Metinden alıntı:
________________
Bardizag’dan Transilvanya’ya bir Ermeni rahibin hikâyesi

Soykırıma dair tanıklıklarını, 1930 yılında yayımlanan ‘Kırmızı Ay’ adlı eserinde anlatan Magardici Bodurian’ın hayatını, ‘Kırmızı Ay’ı ve Transilvanyalı Ermenileri, Leipzig Üniversitesi’nden tarihçi Balint Kovacs’la konuştuk.

Ermeni Soykırımı’nın ardından sağ kalan Ermenilerin izine, Amerika kıtasından Avustralya’ya, Avrupa’dan Asya’ya kadar, dünyanın hemen her yerinde rastlamak mümkün. Bazı bölgelerdeki Ermenilerin geçmişi, soykırımdan çok öncesine, 15., 16., 17. yüzyıla dayanıyor. Bazı tücarlar, iş için gittikleri yerlerden dönmemiş, yaşamlarını o bölgelerde sürdürmüşler. Bunun örneklerini Transilvanya’da da görmek mümkün. Ancak Magardici Bodurian, tüccar değil, soykırımdan kurtulmuş bir çocuk. Babasının öldürülmesinden kısa bir süre sonra, annesi ve kardeşiyle birlikte Transilvanya’ya göç etmiş. Soykırıma dair tanıklıklarını, 1930 yılında yayımlanan ‘Kırmızı Ay’ adlı eserinde anlatan Bodurian’ın hayatını, ‘Kırmızı Ay’ı ve Transilvanyalı Ermenileri, Leipzig Üniversitesi’nden tarihçi Balint Kovacs’la konuştuk.

Magardici Bodurian’ın kimliği ve hayatı hakkında neler biliniyor?

Osmanlı İmparatorluğu’ndan kaçmış, din adamı olmuş ve Transilvanya’daki Frumosa şehrine yerleşmiş biri. Ermeni Soykırımı’na ilişkin ‘Kırmızı Ay’ adlı bir kitap yazıp, 1930’da Janos Bodurian imzasıyla Macarca yayımlamış.

İstanbul yakınlarındaki Bardizag köyünde, 1898 yılında doğduğunu, babasının halı tüccarı olduğunu ve Bodurian henüz bebekken öldürüldüğünü biliyoruz. Babası öldürüldükten sonra, annesi ve kardeşiyle birlikte Romanya’ya, Constanta kentine göç etmiş. Yazar, bir zeytin fıçısı içinde denizi aşarak ulaşmış Constanta’ya. Venedik’teki Aziz Lazarus Manastırı’nda dinî eğitimini tamamladıktan sonra, 1928’de, iki yıllığına, Frumosa bölgesine rahip olarak atanmış. Görevini başarıyla yerine getirmiş olmalı ki, 30 yıl boyunca bu şehirde kalmış. O Frumoso’da kalınca, kardeşi de Bükreş’ten Transilvanya’ya gitmiş. Daha sonra, anneleriyle birlikte, şimdiki Reghin’e yerleşmişler.
________________
Toplanan malzeme:

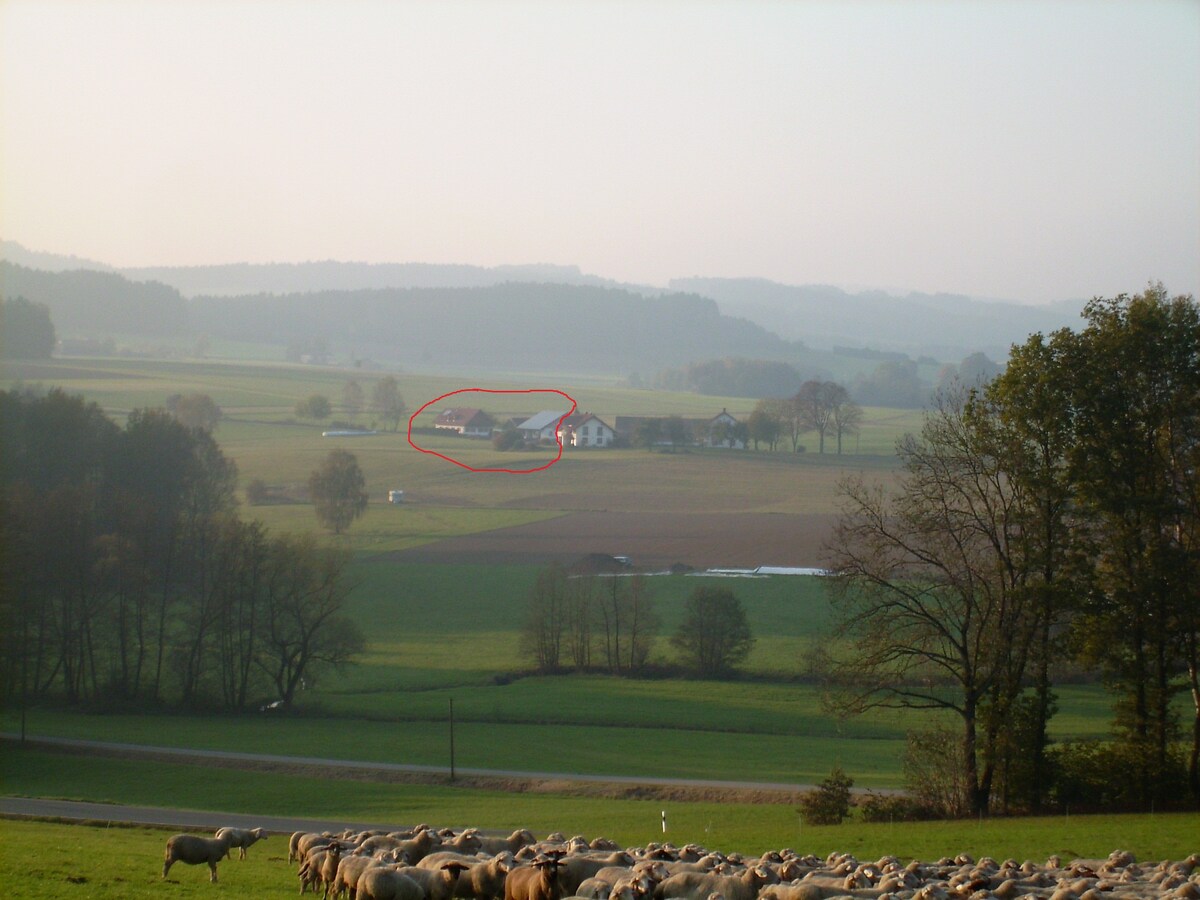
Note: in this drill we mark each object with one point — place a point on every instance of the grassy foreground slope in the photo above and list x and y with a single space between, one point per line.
________________
Yapılacak görevler:
1. Bodurian söyleşisine göre aşağıdaki soruları yanıtlayın.
(a) ‘Kırmızı Ay’ hangi yıl ve hangi dilde yayımlanmıştır?
(b) Bodurian hangi köyde ve hangi yıl doğmuştur?
(c) Bodurian dinî eğitimini nerede tamamlamıştır?
2. Bodurian söyleşisini son cümlesinden sonra sürdürün.

Yanıtlar:
1.
(a) 1930 yılında, Macarca olarak.
(b) İstanbul yakınlarındaki Bardizag köyünde, 1898 yılında.
(c) Venedik’teki Aziz Lazarus Manastırı’nda.

2.
Balint Kovacks

Bodurian, Bükreş’te yaşarken kollu pres makinesi satın almış ve bölgedeki belgeler artık hızlı bir şekilde burada basılmaya başlanmış. ‘Kırmızı Ay’ serisiyle birlikte, o dönem üç kitap daha yayımlanmıştı. Ansiklopedi araştırması için Yerevan’a gitmiş, orada da bir hastalığa yakalanarak vefat etmiş.

1959 yılında Bodurian, Madenataran’da çalışmak için Sovyet Ermenistanı’na gitmiş. 12 bölülmden oluşacak olan Ermeni Ansiklopedisi’ni tamamlamaya niyetlenmiş; ancak bagajı kitaplarla doluymuş ve Romanya istihbaratı bunu fark etmiş. Bükreş güvenlik güçleri, sebebi bilinmeyen bir nedenden ötürü içinde birçok yazısı ve arşiv belgeleri olan Bodurian’ın kaynağına el koymuşlar. Yerevan’a vardıktan kısa bir süre sonra amansız bir hastalığa yakalanan Bodurian, o yılın ardından da hayatını kaybetmiş.

Kitabın ismi nereden geliyor?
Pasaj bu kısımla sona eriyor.